§ Task directions
In the article about the bus driver, rewrite the stretch from "It’s little surprise" through "surprise some people.", changing "buses" to "coaches".

§ Extracted text
..........

High school ‘bus guy’ finds career behind the wheel

BC Transit driver David Lam

BC Transit driver David Lam

When David Lam was in high school some knew him as the “bus guy.” If you wanted to know how to get somewhere by bus, Lam knew how, drawing on his encyclopedic knowledge of our transit network. He always knew which bus stop was best and what time the bus would arrive.

It’s little surprise that he now drives buses for Translink. He doesn’t do it because he has to, or as a job of last resort. He enjoys it.

“I just saw a job posting one day, they were looking for new drivers. I went for it,” he said.

Despite having a degree in history from UBC, and pressure from his parents, Lam feels happiest driving buses, though he believes he’s in a position to move up if he feels like it.

Lam said the number of drivers hold degrees might surprise some people.

“A lot of teachers!” he said. “Many come out of university, and they have to play the substitute game for a while. Driving a bus provides more stability.”

Being a bus driver is not something as simple as having a driver’s licence.

“I applied in September and I started driving routes in December, and that’s considered fast,” he said, referring to the process of getting hired. “It wasn’t an easy process.”

Potential drivers for Translink have to go through several tests, written and practical, plus an interview, as well as regular background checks. As stated on the Translink website, applicants must take a “People sense” video test, in which they’re asked how they would diffuse potential problems that are typical for bus drivers. A van driving test is part of the process as well, though mainly to make sure that you’re trainable. According to Lam, the testing stages and interview have a high failure rate.

Does it pay well?

“Depends on the route,” he said. “The community routes with small buses pay $17-18 per hour, and increases up to $31 per hour.” He also mentioned job security. “You know when you’re going to work, you’re guaranteed your hours. There’s a union agreement.”

Drivers are also trained to deal with uncooperative riders, although it’s up to the individual driver how they deal with such people.

“When people try to get on the bus without paying, I don’t enforce it,” Lam said. “I just warn them that they’re subject to a fine if the bus gets fare checked.”

Lam says he gets at least one uncooperative rider a day. “It’s just part of the job,” he added.

Lam explained route selection: “You have 3000 drivers given a buffet of routes they can drive, given by seniority. After a while, you’ll figure out what routes you like the best.”

Is there a route he would like to drive?

..........

Coordinate annotation records
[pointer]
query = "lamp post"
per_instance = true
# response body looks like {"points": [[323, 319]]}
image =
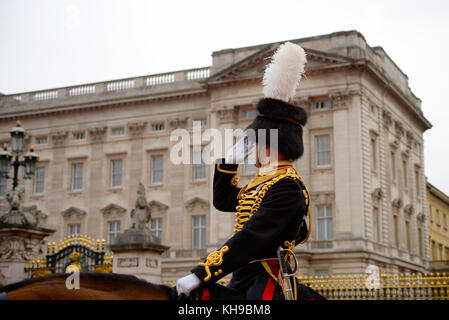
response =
{"points": [[29, 162]]}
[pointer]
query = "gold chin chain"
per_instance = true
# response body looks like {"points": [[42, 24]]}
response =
{"points": [[249, 204]]}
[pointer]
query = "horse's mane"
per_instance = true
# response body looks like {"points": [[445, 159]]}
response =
{"points": [[93, 276]]}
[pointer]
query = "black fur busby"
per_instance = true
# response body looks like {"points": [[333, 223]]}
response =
{"points": [[280, 81], [287, 119]]}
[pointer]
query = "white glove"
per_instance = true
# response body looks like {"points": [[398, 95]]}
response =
{"points": [[239, 151], [187, 284]]}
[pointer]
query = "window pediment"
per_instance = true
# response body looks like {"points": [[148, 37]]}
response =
{"points": [[157, 207], [73, 213], [113, 210], [197, 203]]}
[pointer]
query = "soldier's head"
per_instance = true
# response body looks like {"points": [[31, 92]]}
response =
{"points": [[278, 125], [277, 131]]}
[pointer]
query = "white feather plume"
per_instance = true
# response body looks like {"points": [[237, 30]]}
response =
{"points": [[283, 73]]}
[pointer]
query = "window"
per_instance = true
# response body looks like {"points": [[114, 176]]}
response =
{"points": [[79, 136], [116, 173], [199, 232], [376, 225], [322, 105], [199, 167], [113, 231], [156, 227], [199, 122], [396, 230], [407, 235], [249, 113], [323, 150], [324, 223], [42, 140], [3, 186], [404, 173], [74, 229], [434, 250], [417, 182], [118, 131], [39, 180], [420, 242], [157, 169], [77, 176], [393, 166], [321, 273], [374, 153], [430, 214], [158, 127]]}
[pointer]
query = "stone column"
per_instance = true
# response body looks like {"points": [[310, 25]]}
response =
{"points": [[21, 236]]}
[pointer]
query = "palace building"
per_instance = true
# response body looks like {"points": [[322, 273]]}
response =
{"points": [[438, 203], [363, 161]]}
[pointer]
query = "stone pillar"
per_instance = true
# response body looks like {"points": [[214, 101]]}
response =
{"points": [[19, 244]]}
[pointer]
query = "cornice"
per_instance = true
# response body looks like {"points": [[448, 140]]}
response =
{"points": [[100, 104]]}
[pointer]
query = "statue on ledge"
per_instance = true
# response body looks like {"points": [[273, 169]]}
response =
{"points": [[141, 214]]}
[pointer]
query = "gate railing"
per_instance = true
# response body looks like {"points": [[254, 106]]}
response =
{"points": [[75, 253], [396, 286]]}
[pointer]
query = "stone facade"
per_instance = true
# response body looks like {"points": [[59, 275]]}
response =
{"points": [[438, 228], [355, 96]]}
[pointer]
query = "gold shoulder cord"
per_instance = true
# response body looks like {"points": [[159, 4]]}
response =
{"points": [[214, 259]]}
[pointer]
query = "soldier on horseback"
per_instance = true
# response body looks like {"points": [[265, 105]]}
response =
{"points": [[272, 210]]}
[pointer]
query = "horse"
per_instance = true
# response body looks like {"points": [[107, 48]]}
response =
{"points": [[92, 286], [114, 286]]}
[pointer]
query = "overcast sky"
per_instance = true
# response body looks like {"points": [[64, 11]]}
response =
{"points": [[48, 44]]}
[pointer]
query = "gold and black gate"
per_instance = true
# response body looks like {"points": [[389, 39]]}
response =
{"points": [[73, 254]]}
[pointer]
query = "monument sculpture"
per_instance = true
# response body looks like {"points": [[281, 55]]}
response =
{"points": [[21, 235]]}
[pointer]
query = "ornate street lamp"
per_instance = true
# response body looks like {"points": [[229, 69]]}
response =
{"points": [[5, 160], [18, 135]]}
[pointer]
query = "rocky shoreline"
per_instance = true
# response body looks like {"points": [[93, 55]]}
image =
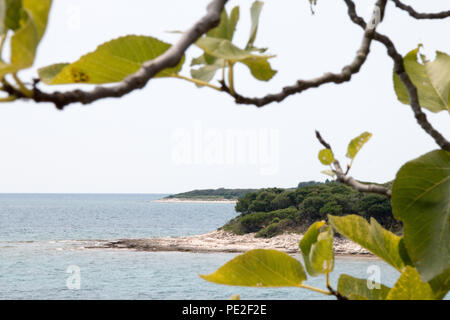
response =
{"points": [[222, 241], [177, 200]]}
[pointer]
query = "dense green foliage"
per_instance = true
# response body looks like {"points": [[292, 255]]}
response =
{"points": [[213, 194], [273, 211]]}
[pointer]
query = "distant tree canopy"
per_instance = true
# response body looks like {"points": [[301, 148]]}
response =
{"points": [[273, 211], [212, 194]]}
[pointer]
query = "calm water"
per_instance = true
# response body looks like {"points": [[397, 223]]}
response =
{"points": [[42, 235]]}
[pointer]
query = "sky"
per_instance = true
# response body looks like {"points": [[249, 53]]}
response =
{"points": [[173, 137]]}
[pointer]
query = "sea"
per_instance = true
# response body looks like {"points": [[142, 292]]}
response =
{"points": [[44, 254]]}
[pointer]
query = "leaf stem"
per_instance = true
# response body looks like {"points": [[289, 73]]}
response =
{"points": [[196, 81], [22, 87], [231, 77], [305, 286], [2, 42], [8, 99]]}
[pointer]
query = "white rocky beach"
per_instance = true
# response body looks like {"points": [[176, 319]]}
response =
{"points": [[181, 200], [222, 241]]}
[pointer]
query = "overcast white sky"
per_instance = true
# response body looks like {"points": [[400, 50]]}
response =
{"points": [[134, 144]]}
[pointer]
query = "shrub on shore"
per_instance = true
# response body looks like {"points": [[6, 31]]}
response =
{"points": [[270, 212]]}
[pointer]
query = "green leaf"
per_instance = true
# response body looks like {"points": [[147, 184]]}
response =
{"points": [[224, 49], [356, 144], [207, 72], [440, 284], [329, 173], [317, 249], [372, 237], [255, 12], [326, 156], [260, 268], [260, 68], [410, 287], [111, 62], [227, 25], [10, 15], [432, 79], [24, 42], [420, 199], [358, 289]]}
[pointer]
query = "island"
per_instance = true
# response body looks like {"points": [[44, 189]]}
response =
{"points": [[208, 195], [273, 218]]}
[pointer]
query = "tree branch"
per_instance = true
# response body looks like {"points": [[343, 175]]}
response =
{"points": [[413, 13], [399, 69], [302, 85], [139, 79], [350, 181]]}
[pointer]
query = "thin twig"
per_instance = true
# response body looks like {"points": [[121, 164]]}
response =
{"points": [[350, 181], [301, 85], [399, 69], [149, 69], [413, 13]]}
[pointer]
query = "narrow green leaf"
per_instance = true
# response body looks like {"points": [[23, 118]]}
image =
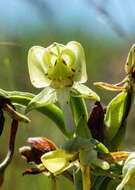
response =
{"points": [[114, 114], [52, 111]]}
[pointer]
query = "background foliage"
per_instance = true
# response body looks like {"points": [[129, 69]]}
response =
{"points": [[105, 30]]}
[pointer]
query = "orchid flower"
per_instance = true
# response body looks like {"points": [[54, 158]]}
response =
{"points": [[61, 71]]}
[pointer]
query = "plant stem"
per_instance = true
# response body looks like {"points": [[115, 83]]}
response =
{"points": [[53, 182], [86, 177]]}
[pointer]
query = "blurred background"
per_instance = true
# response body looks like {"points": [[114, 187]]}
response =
{"points": [[105, 28]]}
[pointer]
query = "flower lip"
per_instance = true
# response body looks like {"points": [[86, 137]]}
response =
{"points": [[39, 146]]}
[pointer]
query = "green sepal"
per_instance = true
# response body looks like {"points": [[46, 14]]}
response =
{"points": [[45, 97], [114, 114], [79, 109], [78, 179]]}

..........

§ Correct response
It’s little surprise that he now drives coaches for Translink. He doesn’t do it because he has to, or as a job of last resort. He enjoys it.

“I just saw a job posting one day, they were looking for new drivers. I went for it,” he said.

Despite having a degree in history from UBC, and pressure from his parents, Lam feels happiest driving coaches, though he believes he’s in a position to move up if he feels like it.

Lam said the number of drivers hold degrees might surprise some people.